▶ **Stated problem**:
Can you print every record below exactly as written?

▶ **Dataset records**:

======

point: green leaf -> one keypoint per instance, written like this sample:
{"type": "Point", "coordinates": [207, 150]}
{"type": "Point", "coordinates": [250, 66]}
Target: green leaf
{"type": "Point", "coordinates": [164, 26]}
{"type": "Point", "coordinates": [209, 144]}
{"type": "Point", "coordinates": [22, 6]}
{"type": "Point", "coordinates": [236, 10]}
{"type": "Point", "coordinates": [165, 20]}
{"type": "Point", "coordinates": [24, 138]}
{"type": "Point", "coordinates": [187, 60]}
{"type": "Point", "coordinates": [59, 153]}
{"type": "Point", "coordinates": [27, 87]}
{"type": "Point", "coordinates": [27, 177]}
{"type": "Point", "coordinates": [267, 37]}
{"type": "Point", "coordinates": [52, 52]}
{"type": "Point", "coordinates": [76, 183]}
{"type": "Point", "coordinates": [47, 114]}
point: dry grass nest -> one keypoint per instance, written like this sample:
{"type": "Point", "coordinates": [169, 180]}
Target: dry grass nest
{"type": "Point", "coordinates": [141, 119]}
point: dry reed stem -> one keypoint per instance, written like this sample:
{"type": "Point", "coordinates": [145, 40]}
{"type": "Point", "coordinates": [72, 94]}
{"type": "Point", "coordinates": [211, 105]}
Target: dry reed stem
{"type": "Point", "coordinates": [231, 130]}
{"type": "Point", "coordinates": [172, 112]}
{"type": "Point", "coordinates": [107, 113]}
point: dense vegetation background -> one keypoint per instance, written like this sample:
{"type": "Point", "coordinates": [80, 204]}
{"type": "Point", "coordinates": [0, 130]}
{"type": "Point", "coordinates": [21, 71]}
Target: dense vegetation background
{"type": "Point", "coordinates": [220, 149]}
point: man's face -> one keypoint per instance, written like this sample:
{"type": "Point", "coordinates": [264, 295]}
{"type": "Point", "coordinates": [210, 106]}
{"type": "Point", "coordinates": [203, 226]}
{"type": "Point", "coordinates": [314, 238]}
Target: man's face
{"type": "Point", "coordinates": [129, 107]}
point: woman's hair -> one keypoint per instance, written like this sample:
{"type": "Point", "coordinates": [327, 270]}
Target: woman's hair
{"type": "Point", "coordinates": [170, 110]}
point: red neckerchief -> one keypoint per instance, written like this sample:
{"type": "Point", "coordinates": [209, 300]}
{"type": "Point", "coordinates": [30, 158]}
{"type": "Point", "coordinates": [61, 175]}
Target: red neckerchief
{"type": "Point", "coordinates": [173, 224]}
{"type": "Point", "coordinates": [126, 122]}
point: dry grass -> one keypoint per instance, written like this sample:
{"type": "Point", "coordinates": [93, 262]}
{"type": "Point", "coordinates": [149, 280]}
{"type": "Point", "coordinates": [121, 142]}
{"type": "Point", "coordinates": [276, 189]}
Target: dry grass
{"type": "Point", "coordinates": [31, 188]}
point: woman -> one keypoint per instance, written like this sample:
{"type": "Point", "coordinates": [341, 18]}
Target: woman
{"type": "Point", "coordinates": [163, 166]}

======

▶ **Exercise response**:
point: green leaf -> one keypoint per instance, written like this sample:
{"type": "Point", "coordinates": [207, 150]}
{"type": "Point", "coordinates": [250, 66]}
Target: green leaf
{"type": "Point", "coordinates": [164, 26]}
{"type": "Point", "coordinates": [209, 144]}
{"type": "Point", "coordinates": [22, 6]}
{"type": "Point", "coordinates": [236, 10]}
{"type": "Point", "coordinates": [165, 20]}
{"type": "Point", "coordinates": [24, 138]}
{"type": "Point", "coordinates": [187, 60]}
{"type": "Point", "coordinates": [59, 153]}
{"type": "Point", "coordinates": [27, 87]}
{"type": "Point", "coordinates": [27, 177]}
{"type": "Point", "coordinates": [267, 37]}
{"type": "Point", "coordinates": [52, 52]}
{"type": "Point", "coordinates": [76, 183]}
{"type": "Point", "coordinates": [47, 114]}
point: dry grass nest -> one keypoint per instance, written like this sample:
{"type": "Point", "coordinates": [169, 180]}
Target: dry grass nest
{"type": "Point", "coordinates": [141, 119]}
point: dry reed stem -> one keypoint per instance, written like this sample:
{"type": "Point", "coordinates": [145, 40]}
{"type": "Point", "coordinates": [72, 94]}
{"type": "Point", "coordinates": [211, 105]}
Target: dry reed stem
{"type": "Point", "coordinates": [231, 130]}
{"type": "Point", "coordinates": [172, 112]}
{"type": "Point", "coordinates": [107, 113]}
point: dense vegetation background -> one keypoint per instance, written like this sample:
{"type": "Point", "coordinates": [80, 204]}
{"type": "Point", "coordinates": [0, 130]}
{"type": "Point", "coordinates": [21, 71]}
Target: dense vegetation background
{"type": "Point", "coordinates": [220, 149]}
point: man's face -> one keypoint per instance, written like this sample:
{"type": "Point", "coordinates": [264, 295]}
{"type": "Point", "coordinates": [210, 106]}
{"type": "Point", "coordinates": [203, 226]}
{"type": "Point", "coordinates": [314, 238]}
Target: man's face
{"type": "Point", "coordinates": [129, 107]}
point: woman's hair -> one keypoint per instance, written like this sample:
{"type": "Point", "coordinates": [327, 270]}
Target: woman's hair
{"type": "Point", "coordinates": [170, 110]}
point: red neckerchief -> one keypoint per instance, written like this sample:
{"type": "Point", "coordinates": [209, 300]}
{"type": "Point", "coordinates": [30, 158]}
{"type": "Point", "coordinates": [61, 175]}
Target: red neckerchief
{"type": "Point", "coordinates": [173, 224]}
{"type": "Point", "coordinates": [126, 122]}
point: dry grass -> one keypoint per instance, written like this sample:
{"type": "Point", "coordinates": [93, 262]}
{"type": "Point", "coordinates": [149, 280]}
{"type": "Point", "coordinates": [121, 142]}
{"type": "Point", "coordinates": [276, 189]}
Target: dry grass
{"type": "Point", "coordinates": [31, 188]}
point: woman -> one keypoint per instance, written like this sample:
{"type": "Point", "coordinates": [341, 18]}
Target: woman
{"type": "Point", "coordinates": [163, 166]}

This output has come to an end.